### WRITTEN REQUEST:
Output as a numbered list only the lines of the data from the line containing "the stone slab?" up to and including the final line of the data, leaving out any blank lines.

— START —

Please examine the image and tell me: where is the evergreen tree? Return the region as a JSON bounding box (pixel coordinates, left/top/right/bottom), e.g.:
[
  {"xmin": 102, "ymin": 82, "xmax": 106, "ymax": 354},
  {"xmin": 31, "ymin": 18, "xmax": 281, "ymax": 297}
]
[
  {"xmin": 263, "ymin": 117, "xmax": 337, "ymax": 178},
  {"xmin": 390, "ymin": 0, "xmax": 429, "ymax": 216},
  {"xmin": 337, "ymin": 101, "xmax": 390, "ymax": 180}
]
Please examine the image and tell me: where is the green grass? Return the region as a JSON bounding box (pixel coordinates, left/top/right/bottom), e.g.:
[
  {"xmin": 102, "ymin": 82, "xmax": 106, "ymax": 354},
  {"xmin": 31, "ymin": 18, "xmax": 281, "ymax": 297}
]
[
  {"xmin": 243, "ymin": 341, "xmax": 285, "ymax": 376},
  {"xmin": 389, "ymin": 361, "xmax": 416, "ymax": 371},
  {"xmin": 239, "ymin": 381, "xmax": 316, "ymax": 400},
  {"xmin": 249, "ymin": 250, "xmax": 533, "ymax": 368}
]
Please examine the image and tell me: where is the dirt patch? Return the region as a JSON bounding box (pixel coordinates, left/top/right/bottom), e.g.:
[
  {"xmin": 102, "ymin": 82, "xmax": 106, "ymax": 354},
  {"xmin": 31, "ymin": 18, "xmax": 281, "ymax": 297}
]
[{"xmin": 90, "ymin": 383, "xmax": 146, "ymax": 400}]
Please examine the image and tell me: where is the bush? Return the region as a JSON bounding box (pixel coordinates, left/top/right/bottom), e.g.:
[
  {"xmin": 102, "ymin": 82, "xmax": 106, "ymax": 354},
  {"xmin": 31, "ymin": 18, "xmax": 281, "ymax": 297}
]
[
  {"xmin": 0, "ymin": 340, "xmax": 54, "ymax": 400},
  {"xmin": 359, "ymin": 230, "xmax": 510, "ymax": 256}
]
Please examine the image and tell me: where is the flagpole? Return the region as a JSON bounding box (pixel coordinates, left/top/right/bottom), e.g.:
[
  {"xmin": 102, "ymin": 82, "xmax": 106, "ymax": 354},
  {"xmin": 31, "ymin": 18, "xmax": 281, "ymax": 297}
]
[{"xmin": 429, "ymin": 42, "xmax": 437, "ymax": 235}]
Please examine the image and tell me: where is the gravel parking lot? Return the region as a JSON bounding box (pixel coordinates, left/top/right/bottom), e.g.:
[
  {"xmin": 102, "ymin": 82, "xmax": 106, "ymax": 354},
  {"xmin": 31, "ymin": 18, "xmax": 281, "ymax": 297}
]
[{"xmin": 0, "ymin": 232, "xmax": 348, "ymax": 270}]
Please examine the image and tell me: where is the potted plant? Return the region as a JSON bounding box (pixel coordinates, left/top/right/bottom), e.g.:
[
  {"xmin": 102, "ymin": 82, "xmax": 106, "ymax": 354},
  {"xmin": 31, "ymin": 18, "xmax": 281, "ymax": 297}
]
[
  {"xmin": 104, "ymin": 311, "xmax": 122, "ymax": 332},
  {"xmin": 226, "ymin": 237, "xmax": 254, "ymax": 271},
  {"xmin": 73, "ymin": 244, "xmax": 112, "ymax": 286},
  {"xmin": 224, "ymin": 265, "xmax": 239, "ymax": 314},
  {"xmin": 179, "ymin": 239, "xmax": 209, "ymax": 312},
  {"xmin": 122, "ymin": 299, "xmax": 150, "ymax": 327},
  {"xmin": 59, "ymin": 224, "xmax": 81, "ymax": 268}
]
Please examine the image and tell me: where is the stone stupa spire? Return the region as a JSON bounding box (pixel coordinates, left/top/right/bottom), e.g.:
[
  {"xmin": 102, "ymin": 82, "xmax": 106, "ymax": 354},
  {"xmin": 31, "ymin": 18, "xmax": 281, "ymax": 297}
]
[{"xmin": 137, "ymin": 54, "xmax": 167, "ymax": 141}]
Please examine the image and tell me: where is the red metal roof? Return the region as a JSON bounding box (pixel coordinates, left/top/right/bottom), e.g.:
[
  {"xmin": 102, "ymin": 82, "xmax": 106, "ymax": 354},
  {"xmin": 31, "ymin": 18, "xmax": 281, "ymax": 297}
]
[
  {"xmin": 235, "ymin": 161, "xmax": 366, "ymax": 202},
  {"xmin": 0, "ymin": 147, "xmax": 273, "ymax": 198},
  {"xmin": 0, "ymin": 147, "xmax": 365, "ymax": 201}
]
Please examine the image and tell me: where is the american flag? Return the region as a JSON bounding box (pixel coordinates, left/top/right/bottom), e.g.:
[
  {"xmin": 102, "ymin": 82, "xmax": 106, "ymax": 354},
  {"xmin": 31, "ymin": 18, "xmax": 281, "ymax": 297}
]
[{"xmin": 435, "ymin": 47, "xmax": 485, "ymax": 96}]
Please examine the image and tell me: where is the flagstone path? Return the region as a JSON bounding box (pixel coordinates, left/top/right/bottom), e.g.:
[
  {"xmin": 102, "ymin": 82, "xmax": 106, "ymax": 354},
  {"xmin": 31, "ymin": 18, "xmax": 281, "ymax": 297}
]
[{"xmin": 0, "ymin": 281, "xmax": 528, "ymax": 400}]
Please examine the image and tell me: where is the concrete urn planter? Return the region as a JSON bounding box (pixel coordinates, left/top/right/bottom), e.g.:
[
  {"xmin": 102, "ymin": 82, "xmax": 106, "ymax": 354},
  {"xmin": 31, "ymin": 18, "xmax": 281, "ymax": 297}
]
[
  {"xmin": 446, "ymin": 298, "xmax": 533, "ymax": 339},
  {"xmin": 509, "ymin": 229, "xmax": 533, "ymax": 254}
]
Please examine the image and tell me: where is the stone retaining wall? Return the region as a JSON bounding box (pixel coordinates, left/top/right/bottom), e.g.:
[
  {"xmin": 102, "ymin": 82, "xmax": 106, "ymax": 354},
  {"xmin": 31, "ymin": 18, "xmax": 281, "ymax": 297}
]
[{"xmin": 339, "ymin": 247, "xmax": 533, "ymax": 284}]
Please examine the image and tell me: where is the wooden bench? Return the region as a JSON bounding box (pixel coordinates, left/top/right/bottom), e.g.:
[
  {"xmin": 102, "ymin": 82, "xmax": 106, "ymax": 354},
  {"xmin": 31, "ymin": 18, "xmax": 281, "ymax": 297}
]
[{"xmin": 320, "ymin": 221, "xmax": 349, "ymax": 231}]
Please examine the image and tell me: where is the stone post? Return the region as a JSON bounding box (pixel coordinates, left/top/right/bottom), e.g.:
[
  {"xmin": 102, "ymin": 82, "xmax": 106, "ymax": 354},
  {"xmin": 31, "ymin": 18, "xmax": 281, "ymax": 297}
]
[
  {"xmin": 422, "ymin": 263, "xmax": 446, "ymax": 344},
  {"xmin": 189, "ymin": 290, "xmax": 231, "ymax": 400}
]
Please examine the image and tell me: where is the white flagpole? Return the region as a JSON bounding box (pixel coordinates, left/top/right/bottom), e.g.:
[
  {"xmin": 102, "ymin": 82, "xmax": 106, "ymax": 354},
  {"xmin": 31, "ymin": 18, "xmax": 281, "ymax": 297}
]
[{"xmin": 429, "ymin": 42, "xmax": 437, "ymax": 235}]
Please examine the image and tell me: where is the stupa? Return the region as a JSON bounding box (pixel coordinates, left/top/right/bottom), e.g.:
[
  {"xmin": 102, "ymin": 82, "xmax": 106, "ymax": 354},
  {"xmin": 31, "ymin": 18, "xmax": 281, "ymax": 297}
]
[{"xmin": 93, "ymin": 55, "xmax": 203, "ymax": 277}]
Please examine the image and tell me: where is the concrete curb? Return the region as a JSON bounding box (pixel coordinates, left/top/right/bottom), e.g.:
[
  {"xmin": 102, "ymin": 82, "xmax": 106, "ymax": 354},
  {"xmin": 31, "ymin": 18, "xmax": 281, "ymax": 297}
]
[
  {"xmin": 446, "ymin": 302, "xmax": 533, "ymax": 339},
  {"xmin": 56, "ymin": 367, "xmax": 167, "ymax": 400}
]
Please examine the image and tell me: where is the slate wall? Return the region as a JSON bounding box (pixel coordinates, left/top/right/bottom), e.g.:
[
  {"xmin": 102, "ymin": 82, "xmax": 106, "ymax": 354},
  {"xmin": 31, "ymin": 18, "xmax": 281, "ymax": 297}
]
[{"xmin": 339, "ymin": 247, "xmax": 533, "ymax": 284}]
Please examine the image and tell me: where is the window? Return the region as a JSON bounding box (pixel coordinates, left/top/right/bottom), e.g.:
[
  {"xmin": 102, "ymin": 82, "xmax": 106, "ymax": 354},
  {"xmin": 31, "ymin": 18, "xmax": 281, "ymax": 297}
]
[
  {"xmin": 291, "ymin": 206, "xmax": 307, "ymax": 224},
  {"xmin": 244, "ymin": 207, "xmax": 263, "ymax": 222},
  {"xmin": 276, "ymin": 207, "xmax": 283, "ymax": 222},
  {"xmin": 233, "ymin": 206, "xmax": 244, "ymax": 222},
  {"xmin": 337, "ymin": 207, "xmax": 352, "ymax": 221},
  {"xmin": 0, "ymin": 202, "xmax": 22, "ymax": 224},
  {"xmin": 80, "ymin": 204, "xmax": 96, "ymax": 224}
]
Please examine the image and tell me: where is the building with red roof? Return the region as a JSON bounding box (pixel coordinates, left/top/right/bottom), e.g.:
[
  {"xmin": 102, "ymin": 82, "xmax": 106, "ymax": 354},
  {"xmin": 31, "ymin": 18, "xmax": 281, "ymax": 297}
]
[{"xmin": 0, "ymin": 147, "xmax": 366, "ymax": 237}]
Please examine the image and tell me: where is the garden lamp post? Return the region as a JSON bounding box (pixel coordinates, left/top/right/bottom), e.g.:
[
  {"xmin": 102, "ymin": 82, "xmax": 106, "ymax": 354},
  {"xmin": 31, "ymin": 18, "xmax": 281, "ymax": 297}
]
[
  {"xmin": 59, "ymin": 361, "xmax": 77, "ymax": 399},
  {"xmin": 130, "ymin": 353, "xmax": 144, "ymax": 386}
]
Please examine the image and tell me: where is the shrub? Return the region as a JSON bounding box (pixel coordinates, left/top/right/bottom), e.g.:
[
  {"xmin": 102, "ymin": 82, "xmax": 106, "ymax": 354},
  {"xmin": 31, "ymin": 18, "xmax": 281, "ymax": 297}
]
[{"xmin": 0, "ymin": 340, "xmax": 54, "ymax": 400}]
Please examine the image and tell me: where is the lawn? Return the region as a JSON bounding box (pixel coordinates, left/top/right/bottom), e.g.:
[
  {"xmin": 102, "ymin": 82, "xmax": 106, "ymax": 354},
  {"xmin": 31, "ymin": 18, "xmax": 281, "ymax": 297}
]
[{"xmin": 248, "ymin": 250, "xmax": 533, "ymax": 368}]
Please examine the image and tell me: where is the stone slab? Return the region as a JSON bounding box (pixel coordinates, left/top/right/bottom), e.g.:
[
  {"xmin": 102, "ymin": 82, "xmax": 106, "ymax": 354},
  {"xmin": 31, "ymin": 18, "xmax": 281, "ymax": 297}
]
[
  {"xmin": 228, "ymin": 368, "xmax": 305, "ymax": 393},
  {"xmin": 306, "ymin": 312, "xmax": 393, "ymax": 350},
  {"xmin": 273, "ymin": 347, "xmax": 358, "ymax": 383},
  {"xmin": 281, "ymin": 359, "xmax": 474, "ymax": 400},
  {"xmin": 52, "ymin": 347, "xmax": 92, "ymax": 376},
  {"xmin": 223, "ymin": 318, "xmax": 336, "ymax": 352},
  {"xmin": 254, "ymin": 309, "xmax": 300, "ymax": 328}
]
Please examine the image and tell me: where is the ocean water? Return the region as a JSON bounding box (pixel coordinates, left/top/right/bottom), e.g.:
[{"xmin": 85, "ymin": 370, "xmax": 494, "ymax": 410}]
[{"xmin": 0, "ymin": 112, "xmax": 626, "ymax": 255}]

— END —

### THE SOLUTION:
1. Please examine the image and tell me: where is the stone slab? Return the region as a JSON bounding box (pixel coordinates, left/top/right/bottom), e.g.:
2. [
3.   {"xmin": 102, "ymin": 82, "xmax": 106, "ymax": 354},
4.   {"xmin": 31, "ymin": 18, "xmax": 281, "ymax": 297}
5. ]
6. [
7.   {"xmin": 228, "ymin": 368, "xmax": 305, "ymax": 393},
8.   {"xmin": 306, "ymin": 312, "xmax": 393, "ymax": 350},
9.   {"xmin": 273, "ymin": 347, "xmax": 358, "ymax": 383},
10.   {"xmin": 281, "ymin": 359, "xmax": 474, "ymax": 400},
11.   {"xmin": 52, "ymin": 347, "xmax": 92, "ymax": 376},
12.   {"xmin": 223, "ymin": 318, "xmax": 336, "ymax": 352},
13.   {"xmin": 254, "ymin": 309, "xmax": 300, "ymax": 328}
14. ]
15. Please examine the image and tell me: where is the ocean water? Return the region as a JSON bounding box (pixel coordinates, left/top/right/bottom), e.g.:
16. [{"xmin": 85, "ymin": 370, "xmax": 494, "ymax": 410}]
17. [{"xmin": 0, "ymin": 112, "xmax": 626, "ymax": 255}]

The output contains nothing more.